§ DATA TO PROCESS
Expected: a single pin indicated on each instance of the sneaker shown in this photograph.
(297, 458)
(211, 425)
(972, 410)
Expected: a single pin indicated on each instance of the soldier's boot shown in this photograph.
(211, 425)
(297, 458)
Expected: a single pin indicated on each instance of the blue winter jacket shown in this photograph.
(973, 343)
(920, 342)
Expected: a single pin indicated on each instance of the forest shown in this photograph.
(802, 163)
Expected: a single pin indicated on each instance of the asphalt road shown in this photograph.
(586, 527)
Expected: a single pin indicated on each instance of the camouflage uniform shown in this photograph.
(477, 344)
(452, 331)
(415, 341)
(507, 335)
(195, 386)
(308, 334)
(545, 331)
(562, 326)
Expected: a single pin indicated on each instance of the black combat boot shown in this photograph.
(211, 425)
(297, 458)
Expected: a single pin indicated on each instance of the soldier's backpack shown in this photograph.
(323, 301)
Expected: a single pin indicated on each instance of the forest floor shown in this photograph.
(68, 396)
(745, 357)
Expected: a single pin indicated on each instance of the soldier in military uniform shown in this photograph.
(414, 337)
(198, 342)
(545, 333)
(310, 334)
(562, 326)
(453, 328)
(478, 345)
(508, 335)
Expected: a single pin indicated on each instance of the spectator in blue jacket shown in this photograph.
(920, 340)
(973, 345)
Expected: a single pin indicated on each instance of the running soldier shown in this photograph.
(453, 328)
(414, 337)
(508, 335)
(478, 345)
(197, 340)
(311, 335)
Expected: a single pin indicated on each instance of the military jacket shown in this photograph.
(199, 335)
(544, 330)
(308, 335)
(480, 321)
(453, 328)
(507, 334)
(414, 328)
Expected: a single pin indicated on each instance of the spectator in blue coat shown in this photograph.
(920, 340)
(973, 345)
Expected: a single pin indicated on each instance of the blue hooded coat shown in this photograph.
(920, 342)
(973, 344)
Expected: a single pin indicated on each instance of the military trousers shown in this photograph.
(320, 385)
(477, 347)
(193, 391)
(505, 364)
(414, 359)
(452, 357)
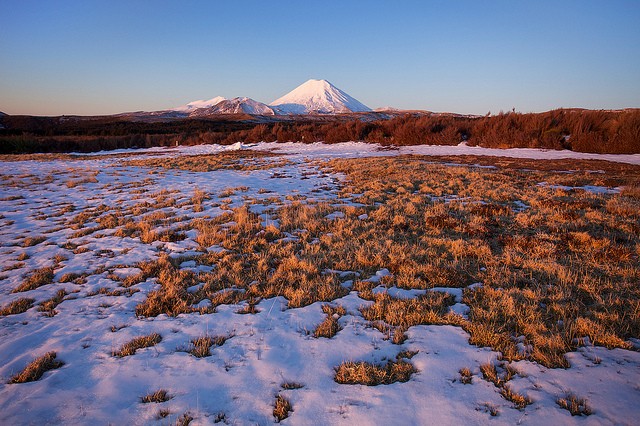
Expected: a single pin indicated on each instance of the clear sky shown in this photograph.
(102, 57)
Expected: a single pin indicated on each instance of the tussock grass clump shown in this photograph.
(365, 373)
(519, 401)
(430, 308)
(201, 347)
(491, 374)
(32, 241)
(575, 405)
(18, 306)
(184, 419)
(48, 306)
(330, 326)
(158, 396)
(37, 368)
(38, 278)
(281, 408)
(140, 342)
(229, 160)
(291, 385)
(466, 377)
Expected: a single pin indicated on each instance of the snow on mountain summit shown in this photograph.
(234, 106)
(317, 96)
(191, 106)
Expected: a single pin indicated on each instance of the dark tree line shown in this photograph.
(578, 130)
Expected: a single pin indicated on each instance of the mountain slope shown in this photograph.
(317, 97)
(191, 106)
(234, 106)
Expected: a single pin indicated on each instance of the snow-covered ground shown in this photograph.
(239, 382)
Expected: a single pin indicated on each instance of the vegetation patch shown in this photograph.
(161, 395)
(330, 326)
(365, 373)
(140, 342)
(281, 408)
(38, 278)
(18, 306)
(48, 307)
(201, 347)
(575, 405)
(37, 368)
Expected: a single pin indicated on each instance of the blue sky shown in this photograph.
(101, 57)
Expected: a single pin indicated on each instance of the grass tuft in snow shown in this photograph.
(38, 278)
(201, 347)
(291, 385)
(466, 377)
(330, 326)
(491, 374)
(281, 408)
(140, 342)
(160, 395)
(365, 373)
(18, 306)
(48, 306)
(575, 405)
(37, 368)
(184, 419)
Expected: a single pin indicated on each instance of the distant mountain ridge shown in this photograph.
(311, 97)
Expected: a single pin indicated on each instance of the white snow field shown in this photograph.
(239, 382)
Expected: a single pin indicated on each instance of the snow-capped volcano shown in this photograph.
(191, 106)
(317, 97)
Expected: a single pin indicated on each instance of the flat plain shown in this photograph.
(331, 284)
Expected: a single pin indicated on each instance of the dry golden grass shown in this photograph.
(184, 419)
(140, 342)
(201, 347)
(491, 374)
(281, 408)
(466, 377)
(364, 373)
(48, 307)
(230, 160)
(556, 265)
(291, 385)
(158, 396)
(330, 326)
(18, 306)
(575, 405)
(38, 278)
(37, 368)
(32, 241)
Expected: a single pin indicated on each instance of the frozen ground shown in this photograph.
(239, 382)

...

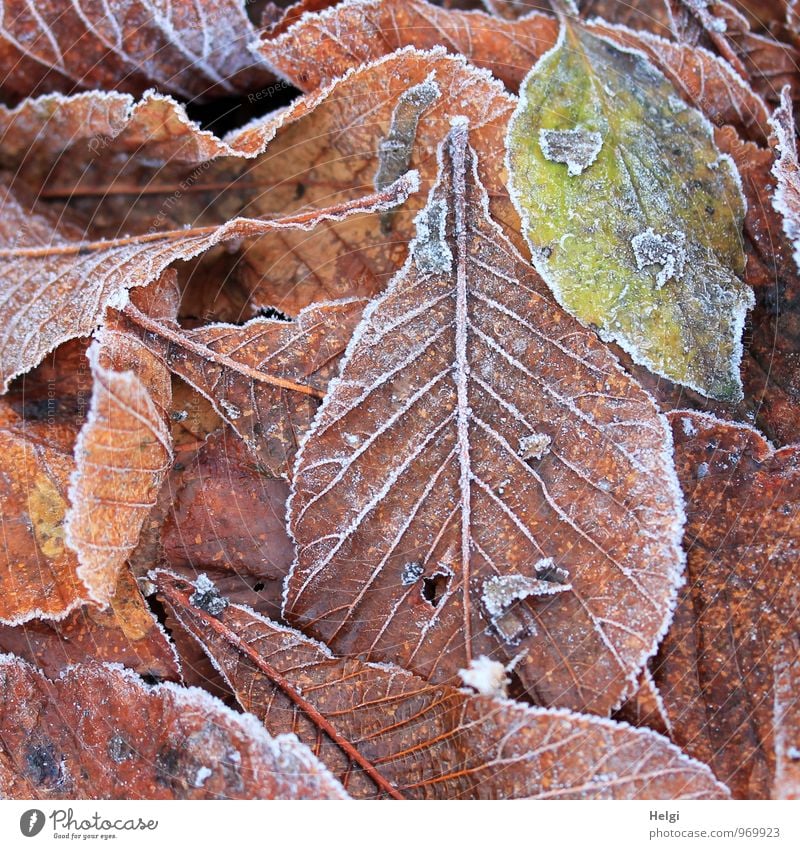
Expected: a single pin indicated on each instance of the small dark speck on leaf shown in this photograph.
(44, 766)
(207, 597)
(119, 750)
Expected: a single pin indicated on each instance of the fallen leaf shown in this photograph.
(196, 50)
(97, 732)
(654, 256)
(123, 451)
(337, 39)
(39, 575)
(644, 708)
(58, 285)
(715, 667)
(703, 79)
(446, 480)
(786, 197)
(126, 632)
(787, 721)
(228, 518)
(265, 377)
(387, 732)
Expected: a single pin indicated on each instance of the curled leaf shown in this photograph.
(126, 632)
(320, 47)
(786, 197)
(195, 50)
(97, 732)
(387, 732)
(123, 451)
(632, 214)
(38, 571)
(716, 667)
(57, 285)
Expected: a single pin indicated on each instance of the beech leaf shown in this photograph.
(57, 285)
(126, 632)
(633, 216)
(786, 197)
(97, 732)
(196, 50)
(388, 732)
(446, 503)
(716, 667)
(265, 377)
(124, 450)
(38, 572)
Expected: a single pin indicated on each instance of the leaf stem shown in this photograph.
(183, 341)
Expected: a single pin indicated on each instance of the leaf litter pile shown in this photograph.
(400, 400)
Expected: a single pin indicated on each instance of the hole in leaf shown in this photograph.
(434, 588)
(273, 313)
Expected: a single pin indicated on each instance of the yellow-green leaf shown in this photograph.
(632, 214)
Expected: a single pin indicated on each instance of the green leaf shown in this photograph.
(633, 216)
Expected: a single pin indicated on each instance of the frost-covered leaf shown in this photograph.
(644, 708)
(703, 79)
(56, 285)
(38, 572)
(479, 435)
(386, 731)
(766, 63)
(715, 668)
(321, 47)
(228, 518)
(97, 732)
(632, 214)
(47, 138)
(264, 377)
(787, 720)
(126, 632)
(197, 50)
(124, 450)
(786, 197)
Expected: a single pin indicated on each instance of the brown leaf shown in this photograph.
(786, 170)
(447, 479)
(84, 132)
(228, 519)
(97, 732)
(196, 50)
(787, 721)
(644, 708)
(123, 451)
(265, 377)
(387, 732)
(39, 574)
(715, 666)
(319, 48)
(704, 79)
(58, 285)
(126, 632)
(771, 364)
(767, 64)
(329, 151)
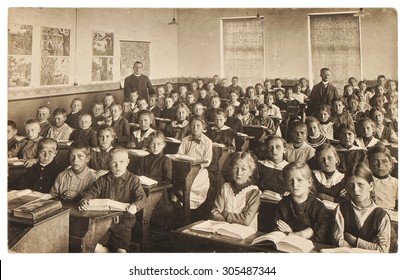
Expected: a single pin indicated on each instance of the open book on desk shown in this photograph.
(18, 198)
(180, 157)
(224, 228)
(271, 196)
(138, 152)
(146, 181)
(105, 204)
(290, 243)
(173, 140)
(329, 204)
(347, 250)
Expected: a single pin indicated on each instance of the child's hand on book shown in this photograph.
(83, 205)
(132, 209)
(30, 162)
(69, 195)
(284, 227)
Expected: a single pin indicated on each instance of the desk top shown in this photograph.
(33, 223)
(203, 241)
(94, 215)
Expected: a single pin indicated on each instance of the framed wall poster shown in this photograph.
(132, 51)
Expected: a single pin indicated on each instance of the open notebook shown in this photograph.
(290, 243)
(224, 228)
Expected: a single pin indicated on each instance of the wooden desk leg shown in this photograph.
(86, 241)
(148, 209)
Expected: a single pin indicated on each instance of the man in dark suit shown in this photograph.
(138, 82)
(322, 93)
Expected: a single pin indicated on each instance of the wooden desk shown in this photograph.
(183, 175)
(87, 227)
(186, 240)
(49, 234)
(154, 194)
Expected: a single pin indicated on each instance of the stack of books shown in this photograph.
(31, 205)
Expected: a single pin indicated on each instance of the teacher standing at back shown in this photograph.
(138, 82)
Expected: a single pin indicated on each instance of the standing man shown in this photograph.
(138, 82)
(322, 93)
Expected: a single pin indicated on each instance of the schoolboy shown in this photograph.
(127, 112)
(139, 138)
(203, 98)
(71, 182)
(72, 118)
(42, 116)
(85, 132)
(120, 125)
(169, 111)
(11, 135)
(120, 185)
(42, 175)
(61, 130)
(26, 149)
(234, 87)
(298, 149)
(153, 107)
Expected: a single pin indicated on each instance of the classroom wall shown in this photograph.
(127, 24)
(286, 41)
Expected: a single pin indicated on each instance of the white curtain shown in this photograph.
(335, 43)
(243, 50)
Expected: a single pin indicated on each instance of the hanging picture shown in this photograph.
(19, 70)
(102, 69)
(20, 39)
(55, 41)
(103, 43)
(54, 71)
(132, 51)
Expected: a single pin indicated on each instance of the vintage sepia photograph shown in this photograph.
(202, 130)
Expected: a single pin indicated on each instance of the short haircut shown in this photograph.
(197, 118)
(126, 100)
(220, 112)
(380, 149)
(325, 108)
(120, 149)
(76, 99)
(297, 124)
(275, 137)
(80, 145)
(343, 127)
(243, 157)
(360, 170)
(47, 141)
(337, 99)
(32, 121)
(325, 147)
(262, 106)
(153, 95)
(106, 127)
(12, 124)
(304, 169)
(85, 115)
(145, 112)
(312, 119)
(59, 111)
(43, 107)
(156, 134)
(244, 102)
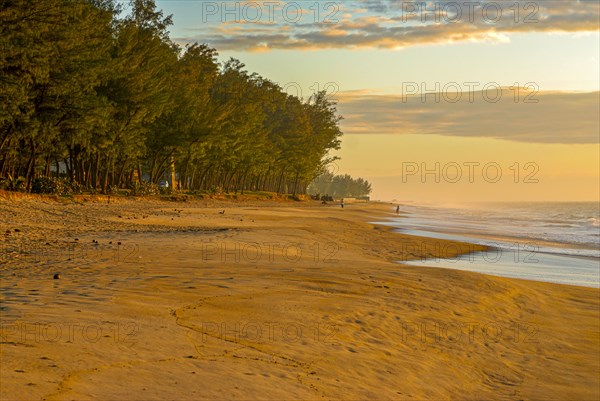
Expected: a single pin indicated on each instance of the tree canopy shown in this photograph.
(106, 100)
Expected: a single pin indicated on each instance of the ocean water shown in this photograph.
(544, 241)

--

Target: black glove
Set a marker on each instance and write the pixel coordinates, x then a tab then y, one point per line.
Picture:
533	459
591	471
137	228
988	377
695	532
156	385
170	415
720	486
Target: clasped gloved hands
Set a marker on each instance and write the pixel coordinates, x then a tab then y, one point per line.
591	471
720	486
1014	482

§ WORK REQUEST
Your answer should be each line from the preceding material in which the word "Target" occurs.

§ WRITTEN REPLY
Target: black glove
Target: clasped gloved hands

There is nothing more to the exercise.